### STATED EXERCISE
Render every item below as a JSON list of strings, with one string per line and no blank lines. Leave the pictures out of the list.
··········
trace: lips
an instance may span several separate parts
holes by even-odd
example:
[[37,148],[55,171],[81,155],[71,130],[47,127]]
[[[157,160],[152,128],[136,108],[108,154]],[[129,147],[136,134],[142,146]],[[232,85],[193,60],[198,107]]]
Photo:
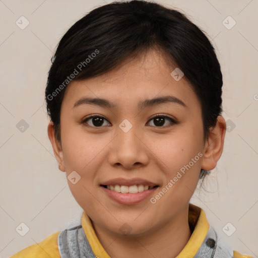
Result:
[[138,203],[153,192],[159,186],[155,183],[142,178],[116,178],[100,184],[108,196],[121,204]]

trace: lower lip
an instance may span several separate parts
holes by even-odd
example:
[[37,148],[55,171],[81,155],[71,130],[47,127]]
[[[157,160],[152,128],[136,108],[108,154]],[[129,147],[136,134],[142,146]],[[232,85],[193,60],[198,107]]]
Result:
[[158,187],[153,188],[149,190],[146,190],[141,192],[131,194],[126,192],[122,194],[115,191],[109,190],[103,186],[101,186],[104,191],[111,199],[121,204],[127,205],[136,204],[140,203],[144,200],[151,195]]

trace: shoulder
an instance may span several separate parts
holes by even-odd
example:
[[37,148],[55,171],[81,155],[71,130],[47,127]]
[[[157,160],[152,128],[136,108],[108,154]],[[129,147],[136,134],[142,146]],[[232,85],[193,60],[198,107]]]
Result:
[[20,251],[10,258],[60,258],[57,237],[60,231],[54,233],[41,242]]
[[241,254],[236,251],[234,251],[233,258],[253,258],[252,256],[246,255],[246,254]]

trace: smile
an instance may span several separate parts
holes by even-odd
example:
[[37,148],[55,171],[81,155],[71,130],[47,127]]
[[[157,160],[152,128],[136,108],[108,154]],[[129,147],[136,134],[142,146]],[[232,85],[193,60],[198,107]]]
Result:
[[151,189],[153,189],[158,185],[154,186],[150,186],[149,185],[144,185],[143,184],[134,185],[119,185],[119,184],[115,184],[112,185],[111,184],[108,185],[102,185],[104,187],[108,189],[111,191],[114,191],[116,192],[121,192],[122,194],[126,194],[129,192],[130,194],[136,194],[137,192],[141,192],[144,191],[146,191]]

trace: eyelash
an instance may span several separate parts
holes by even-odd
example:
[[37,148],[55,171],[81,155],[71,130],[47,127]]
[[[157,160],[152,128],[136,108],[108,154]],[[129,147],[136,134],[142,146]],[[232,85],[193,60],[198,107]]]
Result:
[[[95,128],[98,128],[98,127],[104,127],[104,126],[92,126],[92,125],[89,125],[89,124],[87,124],[86,122],[90,120],[90,119],[91,118],[95,118],[95,117],[99,117],[99,118],[103,118],[104,119],[106,120],[106,121],[108,121],[105,117],[104,117],[104,116],[102,116],[101,115],[92,115],[91,116],[89,116],[89,117],[87,117],[86,118],[84,119],[84,120],[83,120],[83,121],[82,121],[81,122],[81,123],[84,123],[87,126],[90,126],[90,127],[95,127]],[[153,117],[151,118],[149,121],[151,121],[157,117],[163,117],[163,118],[164,118],[165,119],[168,119],[168,120],[169,120],[171,122],[171,123],[172,124],[172,125],[166,125],[166,126],[154,126],[154,127],[170,127],[170,126],[172,126],[173,125],[174,125],[174,124],[176,124],[177,123],[178,123],[178,122],[177,121],[176,121],[175,120],[173,119],[173,118],[171,118],[171,117],[169,117],[169,116],[167,116],[167,115],[163,115],[162,114],[157,114],[156,115],[155,115],[155,116],[154,116]],[[148,121],[148,122],[149,122]]]

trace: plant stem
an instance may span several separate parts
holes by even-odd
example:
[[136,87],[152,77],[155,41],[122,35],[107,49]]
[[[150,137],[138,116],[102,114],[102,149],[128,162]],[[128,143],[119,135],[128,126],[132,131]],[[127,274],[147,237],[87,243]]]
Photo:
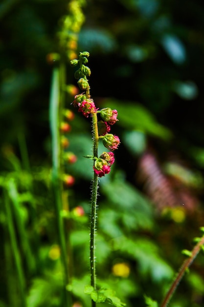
··········
### EXERCISE OUTPUT
[
  "trace: lips",
  "an instance may span several separate parts",
  "holes by even-odd",
  "example:",
  "[[37,148],[55,171],[81,155],[71,130],[47,127]]",
  "[[[157,160],[152,128],[136,108],[108,154]],[[129,147],[136,134],[142,146]],[[232,85],[193,60],[198,107]]]",
  "Photo:",
  "Result:",
  "[[138,203],[153,192],[159,186],[155,183],[142,178],[116,178],[100,184],[108,196],[121,204]]",
  "trace: lower lip",
  "an instance may span several separate parts",
  "holes by even-odd",
  "example:",
  "[[37,148],[55,171],[81,155],[71,130],[47,127]]",
  "[[[157,160],[152,128],[136,108],[108,154]],[[129,147],[136,134],[142,146]],[[232,85],[193,60],[198,107]]]",
  "Result:",
  "[[158,187],[153,188],[149,190],[146,190],[141,192],[131,194],[126,192],[122,194],[115,191],[109,190],[103,186],[101,186],[104,191],[111,199],[121,204],[127,205],[136,204],[140,203],[144,200],[151,195]]",
  "trace: shoulder",
  "an instance may span several separate parts",
  "holes by even-odd",
  "example:",
  "[[37,148],[55,171],[81,155],[71,130],[47,127]]",
  "[[[157,160],[152,128],[136,108],[108,154]],[[129,147],[136,134],[142,146]],[[232,85],[193,60],[198,107]]]",
  "Result:",
  "[[20,251],[10,258],[60,258],[57,237],[60,231],[54,233],[41,242]]",
  "[[241,254],[236,251],[234,251],[233,258],[253,258],[252,256],[246,255],[246,254]]",
  "trace: smile",
  "an instance may span several separate parts",
  "holes by even-odd",
  "example:",
  "[[37,148],[55,171],[81,155],[71,130],[47,127]]",
  "[[[157,160],[152,128],[136,108],[108,154]],[[129,147],[136,134],[142,146]],[[232,85],[193,60],[198,107]]]",
  "Result:",
  "[[151,189],[153,189],[158,185],[154,186],[150,186],[149,185],[144,185],[143,184],[134,185],[119,185],[119,184],[115,184],[112,185],[111,184],[108,185],[102,185],[104,187],[108,189],[111,191],[114,191],[116,192],[121,192],[122,194],[126,194],[129,192],[130,194],[136,194],[137,192],[141,192],[144,191],[146,191]]",
  "trace: eyelash",
  "an instance may span several separate parts",
  "holes by even-odd",
  "example:",
  "[[37,148],[55,171],[81,155],[71,130],[47,127]]",
  "[[[157,160],[152,128],[136,108],[108,154]],[[129,147],[136,134],[142,146]],[[232,85],[193,60],[198,107]]]",
  "Result:",
  "[[[95,128],[98,128],[98,127],[104,127],[104,126],[92,126],[92,125],[89,125],[89,124],[87,124],[86,122],[90,120],[90,119],[91,118],[95,118],[95,117],[99,117],[99,118],[103,118],[104,119],[106,120],[106,121],[108,121],[105,117],[104,117],[104,116],[102,116],[101,115],[92,115],[91,116],[89,116],[89,117],[87,117],[86,118],[84,119],[84,120],[83,120],[83,121],[82,121],[81,122],[81,123],[84,123],[87,126],[90,126],[90,127],[95,127]],[[153,117],[151,118],[149,121],[151,121],[157,117],[163,117],[163,118],[164,118],[165,119],[168,119],[168,120],[169,120],[171,122],[171,123],[172,124],[172,125],[166,125],[166,126],[154,126],[154,127],[170,127],[170,126],[172,126],[173,125],[174,125],[174,124],[176,124],[177,123],[178,123],[178,122],[177,121],[176,121],[175,120],[173,119],[173,118],[171,118],[171,117],[169,117],[169,116],[167,116],[167,115],[163,115],[162,114],[157,114],[156,115],[155,115],[155,116],[154,116]],[[148,121],[148,122],[149,122]]]",
  "trace: plant stem",
  "an instance may span several separate parts",
  "holes by even-odd",
  "example:",
  "[[136,87],[152,77],[155,41],[122,35],[107,49]]",
  "[[[150,137],[138,116],[102,114],[102,149],[128,162]],[[128,143],[119,135],[128,126],[132,131]],[[127,274],[147,237],[87,243]]]",
  "Photo:"
]